Chad Sanderson: 00:35:54
I think it is similar. So the interesting thing is that a lot of the patterns we’re talking about, whether it’s data debt and tech debt or data contracts and service contracts or even data quality and code quality, all have a relationship to each other, but not because I think that data is inherently very similar to software engineering. It certainly does have a lot of similarities, but there’s actually a larger category of change-management regardless of what the system is. We could be talking about applications, we could be talking about data, we could be talking about real world systems, supply chains for example where you’ve got a farmer that’s harvesting wheat, they are handing that wheat off to a manufacturer that is turning it into something interesting and useful like cereal, and then that itself is being handed off to a retailer to sell to customers.
00:36:58
The supply chains actually have the same exact problems as data pipelines do, which is why I’ve been calling them data supply chains instead of pipelines for the last couple of years or so, there’s still many people who may not potentially speak to each other. There’s quality issues that could be introduced, which could be really bad, and there’s also contracts. So this is very common in the manufacturing space where a farmer needs to have a contract with the distributor because the distributor needs to specify, “Hey, if you give me a certain quality of grain, I am not going to be able to sell that to my customers who can turn it into something consumable for a human being.” So there’s a certain quality threshold that has to be set. So all of this around change, around handing off materials and data and code between people I think it’s part of this larger category.
00:37:51
That’s just what I wanted to preface that answer with, but I do think software is more sophisticated than data when it comes to solving or they have better language when it comes to solving certain types of problems, and tech debt is definitely one of them. So in software land, tech debt is all about we have made certain software choices at particular points in time. We knew when we made those choices that they weren’t going to account for the long-term scale of the company or the long-term needs of the company, but we just needed to go fast, and at some point in the future that debt has to be made. You do reach that scale, you do reach those long-term needs, and now you have to address it. So the real potential problem with tech debt is that it slows your business down to a crawl as you need to address all those early decisions that you made before you can move forward.
00:38:45
Data debt I think is a little bit different than that. Data debt is when data changes in some way and the team’s responsible for consuming that data, don’t correct the underlying systems, but add their existing expectations on top. So we say okay, I’ve got a user table and I’ve got a first name field and I’ve got a last name field and the producer decides I’m going to join that together into a single name column. Well now downstream, I as the data consumer, suddenly all my data is wrong, and instead of going through my entire pipeline and fixing everything to reflect the new world that the data producer has created, I’m just going to add a filter on top of my query that says, “Hey, look, I want you to just slap these two things together. Just do a merge and sort of stick first name and last name together and cram it into one shape.”
00:39:45
And what happens over time is you get these really long complicated SQL statements that no one who wasn’t there when they were written can possibly understand, or you get massively long databases or massively long tables where you have column after column, and if you were to ask the original creator of that table, what it means, they probably wouldn’t even be able to tell you and answer anymore. This is sort of what I call a data debt. When the initial meaning of the data incrementally becomes lost over time, and personally, I think this is worse tech debt because tech debt slows you down, but data debt causes you to lose sort of your grasp on the initial intent of the information being conveyed through the data, and that intent of conveying that information is the entire purpose of using the data in the first place.

Written instruction
Repeat the interview transcript on data debt word for word, everything from "Chad Sanderson: 00:35:54" down to "sell to customers.". Nothing in the lines after this point is needed.

Information provided
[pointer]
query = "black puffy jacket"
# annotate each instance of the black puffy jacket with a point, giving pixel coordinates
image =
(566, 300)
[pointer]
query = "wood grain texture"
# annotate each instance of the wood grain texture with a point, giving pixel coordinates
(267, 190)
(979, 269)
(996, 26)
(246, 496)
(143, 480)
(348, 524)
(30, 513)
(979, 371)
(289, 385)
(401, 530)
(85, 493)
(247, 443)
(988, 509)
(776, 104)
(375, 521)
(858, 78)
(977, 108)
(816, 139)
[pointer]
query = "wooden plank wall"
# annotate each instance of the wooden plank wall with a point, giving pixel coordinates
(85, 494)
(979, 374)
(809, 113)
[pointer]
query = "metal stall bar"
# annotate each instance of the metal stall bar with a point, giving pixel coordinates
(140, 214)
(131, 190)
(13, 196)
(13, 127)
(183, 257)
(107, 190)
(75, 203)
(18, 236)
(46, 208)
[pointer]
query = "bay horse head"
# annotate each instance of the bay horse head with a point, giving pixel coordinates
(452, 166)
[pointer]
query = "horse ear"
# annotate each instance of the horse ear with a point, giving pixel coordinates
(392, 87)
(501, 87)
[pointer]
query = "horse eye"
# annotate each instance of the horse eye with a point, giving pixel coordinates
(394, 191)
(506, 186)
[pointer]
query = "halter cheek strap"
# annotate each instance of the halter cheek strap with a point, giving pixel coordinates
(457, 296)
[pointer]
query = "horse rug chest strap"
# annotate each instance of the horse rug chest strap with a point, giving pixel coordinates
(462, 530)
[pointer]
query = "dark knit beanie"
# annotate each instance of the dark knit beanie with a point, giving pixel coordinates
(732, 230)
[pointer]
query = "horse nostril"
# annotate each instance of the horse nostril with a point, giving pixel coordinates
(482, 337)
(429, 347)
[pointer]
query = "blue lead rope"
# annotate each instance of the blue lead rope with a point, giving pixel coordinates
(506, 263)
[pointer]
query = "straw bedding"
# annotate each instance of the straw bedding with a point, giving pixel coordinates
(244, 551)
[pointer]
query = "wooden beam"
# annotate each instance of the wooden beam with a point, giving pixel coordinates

Solution to this problem
Chad Sanderson: 00:35:54
I think it is similar. So the interesting thing is that a lot of the patterns we’re talking about, whether it’s data debt and tech debt or data contracts and service contracts or even data quality and code quality, all have a relationship to each other, but not because I think that data is inherently very similar to software engineering. It certainly does have a lot of similarities, but there’s actually a larger category of change-management regardless of what the system is. We could be talking about applications, we could be talking about data, we could be talking about real world systems, supply chains for example where you’ve got a farmer that’s harvesting wheat, they are handing that wheat off to a manufacturer that is turning it into something interesting and useful like cereal, and then that itself is being handed off to a retailer to sell to customers.